Trecho citado:
============================================================

VIOLÊNCIA DOMÉSTICA CONTRA A MULHER: Breves Comentários à  Lei Nº 11.340/2006

 

 

            João José Leal

Professor do Curso de PósGraduação em Ciência Jurídica – CPCJ/UNIVALI.

Ex-Procurador Geral de Justiça de SC. Associado da AIDP e do IBCCrim.

 

           

1. Introdução – Uma Lei Marcada por Normas Programáticas e Reafirmadoras dos Direitos Constitucionais Fundamentais

 

            A Lei 11.340/2006, de 08.082006, ainda vai precisar do prazo de vacatio legis, de 45 dias, para poder ser aplicada. Denominada de Lei Maria da Penha, em homenagem a uma das vítimas da violência masculina contra a mulher deste país ainda machista, a  nova lei fundamenta-se em normas e diretivas consagradas na Constituição Federal (art. 226, § 8º), na Convenção da ONU sobre a Eliminação de Todas as Formas de Violência contra a Mulher e na Convenção Interamericana para Punir e Erradicar a Violência contra a Mulher (Preâmbulo e art. 1º).

 

Seu fundamento políticojurídico, portanto, é admirável e difícil de ser contestado. Porém, seus nobres e altruísticos objetivos de proteção e assistência à mulher  vítima de violência precisarão de muito tempo, de muita vontade política da parte do poder público e de muito avanço éticopolítico para serem alcançados. Quanto às suas normas de natureza restritiva ou repressiva, destinadas ao outro da relação jurídica conflituosa ou de violência, precisam de muita reflexão e discussão acerca de sua legitimidade ética e de sua conveniência jurídica.

============================================================

Dados apresentados:
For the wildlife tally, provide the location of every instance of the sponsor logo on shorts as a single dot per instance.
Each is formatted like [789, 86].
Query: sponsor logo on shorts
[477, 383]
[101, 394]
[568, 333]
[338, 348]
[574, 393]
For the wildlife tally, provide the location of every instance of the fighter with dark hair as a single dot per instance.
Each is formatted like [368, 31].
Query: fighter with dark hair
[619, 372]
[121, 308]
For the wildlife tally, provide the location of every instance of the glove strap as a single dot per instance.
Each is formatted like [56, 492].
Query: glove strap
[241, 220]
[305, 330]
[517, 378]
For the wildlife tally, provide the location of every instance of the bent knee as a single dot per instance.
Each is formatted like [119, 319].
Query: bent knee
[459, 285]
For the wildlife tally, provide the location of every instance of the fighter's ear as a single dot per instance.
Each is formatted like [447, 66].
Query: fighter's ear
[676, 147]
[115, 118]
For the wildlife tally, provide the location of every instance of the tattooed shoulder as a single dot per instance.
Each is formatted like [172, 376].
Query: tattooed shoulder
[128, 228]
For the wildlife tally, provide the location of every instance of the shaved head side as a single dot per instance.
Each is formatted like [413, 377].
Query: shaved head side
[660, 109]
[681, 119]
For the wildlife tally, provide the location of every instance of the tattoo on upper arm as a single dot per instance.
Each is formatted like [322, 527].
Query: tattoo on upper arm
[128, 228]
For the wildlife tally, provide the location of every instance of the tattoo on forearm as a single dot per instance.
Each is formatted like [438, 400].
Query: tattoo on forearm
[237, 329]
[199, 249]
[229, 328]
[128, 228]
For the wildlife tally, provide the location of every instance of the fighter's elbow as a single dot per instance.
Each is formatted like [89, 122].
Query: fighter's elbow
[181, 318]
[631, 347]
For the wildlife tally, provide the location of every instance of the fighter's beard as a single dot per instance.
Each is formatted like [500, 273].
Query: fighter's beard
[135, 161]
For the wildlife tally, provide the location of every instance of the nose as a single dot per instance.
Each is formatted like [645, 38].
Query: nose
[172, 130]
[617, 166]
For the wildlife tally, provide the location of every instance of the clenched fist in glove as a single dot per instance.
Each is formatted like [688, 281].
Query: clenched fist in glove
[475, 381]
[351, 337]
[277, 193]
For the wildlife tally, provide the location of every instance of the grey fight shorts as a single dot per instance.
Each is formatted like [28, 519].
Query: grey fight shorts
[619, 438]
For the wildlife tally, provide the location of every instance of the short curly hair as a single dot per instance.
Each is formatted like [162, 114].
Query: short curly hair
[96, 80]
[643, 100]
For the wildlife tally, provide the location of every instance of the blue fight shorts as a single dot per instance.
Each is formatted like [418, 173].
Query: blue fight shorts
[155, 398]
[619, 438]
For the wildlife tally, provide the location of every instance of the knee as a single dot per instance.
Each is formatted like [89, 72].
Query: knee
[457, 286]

============================================================

Requisitos da tarefa:
Por favor, retome o comentário sobre a Lei Maria da Penha logo após a última frase apresentada e continue o texto.

Resposta abaixo:
 

Reafirmando normas principiológicas e programáticas consagradas na CFRB e nas convenções acima referidas, a nova lei proclama que toda mulher, independentemente, de classe, raça, etnia, orientação sexual etc., “goza dos direitos fundamentais inerentes à pessoa humana” e assume a difícil e delicada proposta de assegurar a todas as mulheres “as oportunidades e facilidades para viver sem violência, preservar sua saúde física e mental e seu aperfeiçoamento moral, intelectual e social” (art. 2º).

 

Em seguida, o texto normativo dispõe que serão “asseguradas às mulheres as condições para o exercício efetivo dos direitos à vida, à segurança, à saúde, à alimentação”  e todos os demais direitos fundamentais (art. 3º). Na verdade, estes últimos, por serem fundamentais, devem ser garantidos a todas pessoas, independentemente de serem ou não mulheres.

 

            Trata-se de lei extensa e repleta de boas intenções em seus 46 artigos, acrescidos de parágrafos e incisos. Seu texto é marcado por um grande número de normas programáticas, como a que determina que o “poder público desenvolverá políticas que visem garantir os direitos humanos das mulheres no âmbito das relações domésticas e familiares no sentido de resguardá-las de toda forma de negligência, discriminação, exploração, violência, crueldade e opressão”.

 

            Portanto, não será fácil cumprir todas as suas normas que prescrevem ações governamentais verdadeiramente transformadoras da realidade socioeconômica brasileira.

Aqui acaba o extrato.